So, why are Poles so conservative? There is obviously the long-standing Catholic tradition in the country, which became more tenacious during the Communist period, as the Church in Poland stood bravely against the regime. There is also a long tradition in Poland of stressing national sovereignty, which is a result of the bitter lessons learned from the collapse of the Polish state in the late 18th century, which was a disaster for the Polish nation.

Further, Poland can point back to a heroic tradition of resistance to Nazi and Soviet totalitarianism during and after World War II. Many of Poland’s institutions attempt to instill these memories of resistance, and resent attempts to blacken the Polish nation with what are believed to be false accusations.

We may also note that even Polish Communists were sometimes nationalists and, by current standards, social conservatives. Some have argued that the result of Communist rule was that Poland became “frozen in time,” and was thus able to escape the radical social dynamics that overtook Canada, the U.S., and Western Europe in recent decades.

George Parkin Grant

above: George Parkin Grant, the Canadian philosopher who once said, “The directors of General Motors and the followers of Professor Marcuse sail down the same river in different boats.” (photo courtesy University of Toronto Press)

There has emerged in most Western societies like Canada something called (by its critics) “the managerial-therapeutic regime”. This term is derived from the ideas of James Burnham, author of The Managerial Revolution (1941), and from those of Philip Rieff, author of The Triumph of the Therapeutic (1966), former Chronicles columnist Samuel T. Francis, and Chronicles’ current editor, Paul Gottfried. Similar critical observations were echoed by George Parkin Grant (1918-1988), Canada’s leading traditionalist philosopher.

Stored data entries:
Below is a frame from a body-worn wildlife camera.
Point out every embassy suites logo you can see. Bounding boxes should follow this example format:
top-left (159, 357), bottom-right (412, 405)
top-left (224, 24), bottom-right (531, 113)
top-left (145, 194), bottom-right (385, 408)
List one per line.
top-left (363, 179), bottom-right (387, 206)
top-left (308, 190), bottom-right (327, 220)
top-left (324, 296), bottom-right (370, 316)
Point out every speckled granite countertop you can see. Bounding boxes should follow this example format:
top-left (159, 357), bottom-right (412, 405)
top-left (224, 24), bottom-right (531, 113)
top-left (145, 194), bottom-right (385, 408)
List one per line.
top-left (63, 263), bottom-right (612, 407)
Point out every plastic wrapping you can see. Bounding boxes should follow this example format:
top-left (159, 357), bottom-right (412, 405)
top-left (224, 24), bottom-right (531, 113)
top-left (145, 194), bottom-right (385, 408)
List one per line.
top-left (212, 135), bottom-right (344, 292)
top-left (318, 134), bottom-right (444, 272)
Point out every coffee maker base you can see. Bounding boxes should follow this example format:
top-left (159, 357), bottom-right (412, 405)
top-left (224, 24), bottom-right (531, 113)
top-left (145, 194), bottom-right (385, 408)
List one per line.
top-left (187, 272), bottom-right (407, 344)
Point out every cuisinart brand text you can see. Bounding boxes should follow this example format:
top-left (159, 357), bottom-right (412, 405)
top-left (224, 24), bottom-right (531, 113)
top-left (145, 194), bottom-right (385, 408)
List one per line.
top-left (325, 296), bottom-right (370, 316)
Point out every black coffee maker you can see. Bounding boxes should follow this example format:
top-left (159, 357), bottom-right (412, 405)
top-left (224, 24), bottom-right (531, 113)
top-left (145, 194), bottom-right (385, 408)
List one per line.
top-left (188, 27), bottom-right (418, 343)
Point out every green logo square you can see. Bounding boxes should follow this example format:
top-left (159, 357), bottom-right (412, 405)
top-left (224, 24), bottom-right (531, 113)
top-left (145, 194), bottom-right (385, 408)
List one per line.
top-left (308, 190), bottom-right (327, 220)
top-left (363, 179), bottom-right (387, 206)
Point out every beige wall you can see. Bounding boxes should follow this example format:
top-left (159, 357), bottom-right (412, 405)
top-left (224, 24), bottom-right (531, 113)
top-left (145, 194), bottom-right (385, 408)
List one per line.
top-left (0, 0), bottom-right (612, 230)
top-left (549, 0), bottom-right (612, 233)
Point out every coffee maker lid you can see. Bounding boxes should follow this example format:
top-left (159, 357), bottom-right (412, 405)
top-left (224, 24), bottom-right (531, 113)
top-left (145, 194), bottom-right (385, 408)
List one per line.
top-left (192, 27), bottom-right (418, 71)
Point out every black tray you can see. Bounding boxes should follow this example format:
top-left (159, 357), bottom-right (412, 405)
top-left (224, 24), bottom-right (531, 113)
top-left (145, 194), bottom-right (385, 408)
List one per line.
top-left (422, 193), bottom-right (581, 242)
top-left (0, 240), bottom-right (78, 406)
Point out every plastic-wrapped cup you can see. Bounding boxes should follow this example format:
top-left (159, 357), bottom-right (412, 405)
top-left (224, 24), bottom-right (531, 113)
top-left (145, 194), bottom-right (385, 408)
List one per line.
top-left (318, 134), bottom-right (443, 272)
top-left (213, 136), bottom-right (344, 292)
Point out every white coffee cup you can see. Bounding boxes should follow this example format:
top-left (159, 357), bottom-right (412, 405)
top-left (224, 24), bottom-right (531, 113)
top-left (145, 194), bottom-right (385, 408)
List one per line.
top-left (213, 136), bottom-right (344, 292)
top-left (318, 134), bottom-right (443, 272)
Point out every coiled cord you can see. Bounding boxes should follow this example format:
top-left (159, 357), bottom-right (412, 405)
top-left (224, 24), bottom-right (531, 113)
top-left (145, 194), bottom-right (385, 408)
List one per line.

# TASK REQUIREMENTS
**a.** List every person named in the paragraph of the excerpt on Polish conservatism that begins "There has emerged in most Western societies."
**b.** According to the excerpt on Polish conservatism, what did the Church in Poland do during the Communist period?
Rely solely on the text to complete the tasks.

# SOLUTIONS IN ORDER
**a.** James Burnham, Philip Rieff, Samuel T. Francis, Paul Gottfried, George Parkin Grant

**b.** It stood bravely against the regime.